** Start of Page excerpt **

I’m sure everyone and their brother will be penning their thoughts about the passing of Stan Lee. But I would be remiss if I didn’t tell my story of how Stan Lee and the expansive world of superheroes he helped create affected me. I will try very hard not to get longwinded, though this is a topic I could write a long diatribe about.
My story of Stan Lee and Marvel comics becoming an integral part of my life occurred when I was a kid, and it came around at the time I needed it the most. This isn’t a part of my life I talk about much, and since the inception of Marvel into my life effectively eclipsed it, I never felt the need to go into much detail. But in tribute to Stan Lee, I will delve into one of the most traumatic moments of my childhood.
I was 8 years old when I got my first Marvel comic. It was a pocket sized 9 page comic that came in a box of Drake’s Devil Dogs. It featured Jubilee being kidnapped by the Rhino. Spider-Man witnessed it and tried to save the day, but Rhino got away. And it became evident that the Rhino was just the henchman delivering Jubilee to a higher evil. That was the end of the comic. Over the span of the next few weeks, and a few more Devil Dogs, I collected the remaining 3 comics in the series. In the second one, Spider-Man recruits Wolverine to find Jubilee. But he is accosted by Sabertooth. Wolverine ended up the victor (this time), and joined Spidey. In the third one, the Silver Surfer showed up… I don’t know how, and I actually can’t remember the third installment that well. But the fourth and final pocket comic featured the three heroes finding Jubilee in a warehouse where they confront the mastermind (I think it was Stryfe, but I can’t remember). He wanted Jubilee and her mutant power of light refraction to operate a war machine. Wolvy, Spidey, and the Silver Surfer team up to free Jubilee and stop Stryfe’s evil plan.

** End of Page excerpt **
** Start of Data excerpts **

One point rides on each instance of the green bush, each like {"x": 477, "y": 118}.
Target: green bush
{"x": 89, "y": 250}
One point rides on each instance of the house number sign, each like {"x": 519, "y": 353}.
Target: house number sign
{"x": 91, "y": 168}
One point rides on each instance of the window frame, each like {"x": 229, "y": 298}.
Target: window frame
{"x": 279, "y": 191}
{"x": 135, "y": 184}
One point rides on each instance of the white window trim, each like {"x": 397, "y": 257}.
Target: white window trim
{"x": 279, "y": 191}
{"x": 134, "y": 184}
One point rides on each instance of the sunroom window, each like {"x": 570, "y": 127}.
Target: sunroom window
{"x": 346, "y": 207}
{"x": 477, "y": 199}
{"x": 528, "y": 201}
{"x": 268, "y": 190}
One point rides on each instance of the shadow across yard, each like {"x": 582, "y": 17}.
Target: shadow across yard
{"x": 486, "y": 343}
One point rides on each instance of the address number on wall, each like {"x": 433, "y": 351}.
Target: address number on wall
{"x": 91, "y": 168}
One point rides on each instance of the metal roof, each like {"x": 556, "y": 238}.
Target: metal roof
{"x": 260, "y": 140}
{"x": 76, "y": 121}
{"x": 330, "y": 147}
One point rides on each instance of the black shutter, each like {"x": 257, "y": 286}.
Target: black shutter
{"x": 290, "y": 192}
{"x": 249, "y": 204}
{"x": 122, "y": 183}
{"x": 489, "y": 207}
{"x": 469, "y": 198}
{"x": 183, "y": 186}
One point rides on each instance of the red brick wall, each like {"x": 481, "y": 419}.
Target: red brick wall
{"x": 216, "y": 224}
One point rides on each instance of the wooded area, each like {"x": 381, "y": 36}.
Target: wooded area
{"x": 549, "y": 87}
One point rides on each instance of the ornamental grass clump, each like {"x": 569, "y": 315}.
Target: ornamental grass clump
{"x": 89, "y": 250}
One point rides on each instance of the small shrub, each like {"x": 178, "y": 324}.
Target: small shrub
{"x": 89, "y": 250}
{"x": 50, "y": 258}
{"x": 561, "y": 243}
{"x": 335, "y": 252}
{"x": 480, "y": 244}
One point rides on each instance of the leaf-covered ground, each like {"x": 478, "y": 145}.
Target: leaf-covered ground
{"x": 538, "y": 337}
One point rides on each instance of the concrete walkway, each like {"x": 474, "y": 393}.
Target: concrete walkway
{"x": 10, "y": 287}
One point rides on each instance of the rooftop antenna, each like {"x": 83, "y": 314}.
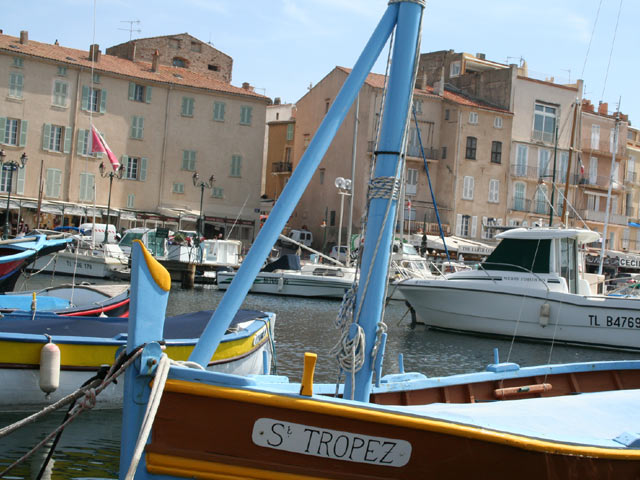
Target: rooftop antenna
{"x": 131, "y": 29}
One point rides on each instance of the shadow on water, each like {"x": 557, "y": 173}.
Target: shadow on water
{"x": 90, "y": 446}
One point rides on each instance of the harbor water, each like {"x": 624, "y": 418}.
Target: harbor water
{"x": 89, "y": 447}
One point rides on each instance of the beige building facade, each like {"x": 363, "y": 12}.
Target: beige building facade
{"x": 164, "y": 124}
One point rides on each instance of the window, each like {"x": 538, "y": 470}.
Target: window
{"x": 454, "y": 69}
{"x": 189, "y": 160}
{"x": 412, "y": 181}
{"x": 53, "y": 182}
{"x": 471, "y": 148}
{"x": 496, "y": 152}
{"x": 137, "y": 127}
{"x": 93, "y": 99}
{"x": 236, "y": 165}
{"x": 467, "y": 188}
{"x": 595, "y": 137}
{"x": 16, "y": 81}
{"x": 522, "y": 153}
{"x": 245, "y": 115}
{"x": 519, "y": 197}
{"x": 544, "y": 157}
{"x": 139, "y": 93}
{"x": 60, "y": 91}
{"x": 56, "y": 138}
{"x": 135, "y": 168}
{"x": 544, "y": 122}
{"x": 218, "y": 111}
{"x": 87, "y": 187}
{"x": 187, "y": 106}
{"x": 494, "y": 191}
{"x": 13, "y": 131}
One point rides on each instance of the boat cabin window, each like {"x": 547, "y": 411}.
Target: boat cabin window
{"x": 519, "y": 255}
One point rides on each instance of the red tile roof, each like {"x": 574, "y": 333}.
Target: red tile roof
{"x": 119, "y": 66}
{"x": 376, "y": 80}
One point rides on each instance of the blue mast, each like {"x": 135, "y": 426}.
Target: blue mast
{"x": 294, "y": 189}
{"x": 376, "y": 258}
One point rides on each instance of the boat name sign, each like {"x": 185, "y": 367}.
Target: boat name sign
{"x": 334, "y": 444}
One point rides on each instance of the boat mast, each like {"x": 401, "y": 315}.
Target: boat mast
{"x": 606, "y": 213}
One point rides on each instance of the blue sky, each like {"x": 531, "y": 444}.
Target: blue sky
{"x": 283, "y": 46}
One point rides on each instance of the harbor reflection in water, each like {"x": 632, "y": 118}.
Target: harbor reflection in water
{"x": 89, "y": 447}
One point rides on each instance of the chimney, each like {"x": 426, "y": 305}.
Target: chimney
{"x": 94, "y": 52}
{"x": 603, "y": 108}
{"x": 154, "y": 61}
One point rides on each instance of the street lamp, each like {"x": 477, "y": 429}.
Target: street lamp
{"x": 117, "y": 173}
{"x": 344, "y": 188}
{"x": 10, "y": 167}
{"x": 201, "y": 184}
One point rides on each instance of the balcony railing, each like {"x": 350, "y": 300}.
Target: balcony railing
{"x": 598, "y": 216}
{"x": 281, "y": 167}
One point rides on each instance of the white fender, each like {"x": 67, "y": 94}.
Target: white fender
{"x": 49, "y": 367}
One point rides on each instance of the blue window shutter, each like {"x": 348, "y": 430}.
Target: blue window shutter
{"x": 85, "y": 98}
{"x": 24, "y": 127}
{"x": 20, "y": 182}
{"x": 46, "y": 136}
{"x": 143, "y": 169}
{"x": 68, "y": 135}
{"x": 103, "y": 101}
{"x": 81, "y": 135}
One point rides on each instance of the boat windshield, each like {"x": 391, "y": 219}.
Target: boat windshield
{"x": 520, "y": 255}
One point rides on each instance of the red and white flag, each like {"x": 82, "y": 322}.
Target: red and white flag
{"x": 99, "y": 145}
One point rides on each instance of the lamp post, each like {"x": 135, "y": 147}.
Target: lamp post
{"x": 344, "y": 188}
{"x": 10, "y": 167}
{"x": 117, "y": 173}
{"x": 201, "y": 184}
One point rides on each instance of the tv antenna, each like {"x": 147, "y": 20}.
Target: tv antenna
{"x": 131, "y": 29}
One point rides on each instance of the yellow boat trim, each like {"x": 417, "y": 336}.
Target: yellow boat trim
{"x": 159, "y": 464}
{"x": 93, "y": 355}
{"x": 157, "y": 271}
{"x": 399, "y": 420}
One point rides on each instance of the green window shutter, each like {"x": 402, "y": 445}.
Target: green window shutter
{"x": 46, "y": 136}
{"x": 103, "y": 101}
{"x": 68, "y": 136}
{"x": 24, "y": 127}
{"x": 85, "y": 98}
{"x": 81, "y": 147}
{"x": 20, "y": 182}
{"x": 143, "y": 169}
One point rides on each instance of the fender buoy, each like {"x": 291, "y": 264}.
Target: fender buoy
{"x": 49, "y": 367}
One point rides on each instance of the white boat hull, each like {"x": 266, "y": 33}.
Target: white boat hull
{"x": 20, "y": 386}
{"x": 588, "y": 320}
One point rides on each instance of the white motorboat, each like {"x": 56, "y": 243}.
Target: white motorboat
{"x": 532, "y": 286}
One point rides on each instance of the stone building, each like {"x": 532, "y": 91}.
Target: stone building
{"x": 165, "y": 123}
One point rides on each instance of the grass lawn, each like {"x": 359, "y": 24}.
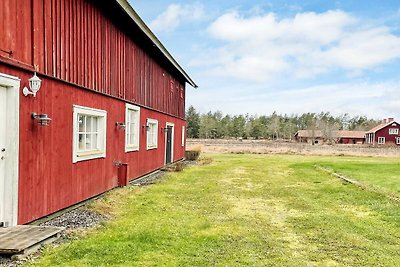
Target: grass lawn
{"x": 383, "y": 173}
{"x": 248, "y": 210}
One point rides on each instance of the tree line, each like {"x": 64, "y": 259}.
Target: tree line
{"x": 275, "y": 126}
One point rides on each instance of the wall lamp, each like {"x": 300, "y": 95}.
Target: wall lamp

** End of Data excerpts **
** Start of Data excerpts **

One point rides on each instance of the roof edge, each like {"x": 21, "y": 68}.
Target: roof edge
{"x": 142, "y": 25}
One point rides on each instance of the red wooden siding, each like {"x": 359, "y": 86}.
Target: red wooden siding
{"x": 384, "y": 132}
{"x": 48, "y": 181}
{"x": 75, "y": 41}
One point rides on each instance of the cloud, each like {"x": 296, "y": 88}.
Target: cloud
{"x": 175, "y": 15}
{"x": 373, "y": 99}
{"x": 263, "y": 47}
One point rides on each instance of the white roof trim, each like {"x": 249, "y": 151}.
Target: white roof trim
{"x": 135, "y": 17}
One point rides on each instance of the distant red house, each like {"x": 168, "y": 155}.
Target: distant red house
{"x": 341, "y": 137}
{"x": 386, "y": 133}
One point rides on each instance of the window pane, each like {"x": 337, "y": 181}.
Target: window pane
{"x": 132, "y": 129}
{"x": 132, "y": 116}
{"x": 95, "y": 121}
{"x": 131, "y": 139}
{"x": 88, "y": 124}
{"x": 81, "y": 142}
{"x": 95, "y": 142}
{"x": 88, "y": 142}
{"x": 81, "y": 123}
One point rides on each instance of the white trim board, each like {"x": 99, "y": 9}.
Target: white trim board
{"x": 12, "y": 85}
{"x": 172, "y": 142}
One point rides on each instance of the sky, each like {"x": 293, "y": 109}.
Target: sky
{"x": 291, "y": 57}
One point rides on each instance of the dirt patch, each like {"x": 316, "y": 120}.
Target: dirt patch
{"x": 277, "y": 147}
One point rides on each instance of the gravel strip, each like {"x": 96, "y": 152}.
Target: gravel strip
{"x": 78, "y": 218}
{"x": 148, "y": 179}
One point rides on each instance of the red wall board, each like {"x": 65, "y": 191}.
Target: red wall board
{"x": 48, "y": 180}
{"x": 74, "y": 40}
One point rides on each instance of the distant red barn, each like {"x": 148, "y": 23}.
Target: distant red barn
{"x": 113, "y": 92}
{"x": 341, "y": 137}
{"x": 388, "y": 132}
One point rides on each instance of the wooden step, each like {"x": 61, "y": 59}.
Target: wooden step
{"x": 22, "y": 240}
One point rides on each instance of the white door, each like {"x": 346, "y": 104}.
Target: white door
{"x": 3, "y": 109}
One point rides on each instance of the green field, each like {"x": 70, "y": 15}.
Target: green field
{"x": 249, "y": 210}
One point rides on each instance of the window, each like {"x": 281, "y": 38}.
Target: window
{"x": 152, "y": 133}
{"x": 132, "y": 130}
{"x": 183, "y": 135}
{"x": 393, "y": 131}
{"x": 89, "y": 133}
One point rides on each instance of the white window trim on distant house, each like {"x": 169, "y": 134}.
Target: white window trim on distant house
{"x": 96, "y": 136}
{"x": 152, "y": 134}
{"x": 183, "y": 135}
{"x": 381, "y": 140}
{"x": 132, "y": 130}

** End of Data excerpts **

▸ **Problems to work on**
a. Translate this sentence from the Stan Lee piece into Spanish: "I was 8 years old when I got my first Marvel comic."
b. Print the part of the Stan Lee piece that starts at "My story of Stan" and ends at "of my childhood.".
The listing has no connection to the Stan Lee piece.

▸ **Solutions to the problems**
a. Tenía 8 años cuando conseguí mi primer cómic de Marvel.

b.
My story of Stan Lee and Marvel comics becoming an integral part of my life occurred when I was a kid, and it came around at the time I needed it the most. This isn’t a part of my life I talk about much, and since the inception of Marvel into my life effectively eclipsed it, I never felt the need to go into much detail. But in tribute to Stan Lee, I will delve into one of the most traumatic moments of my childhood.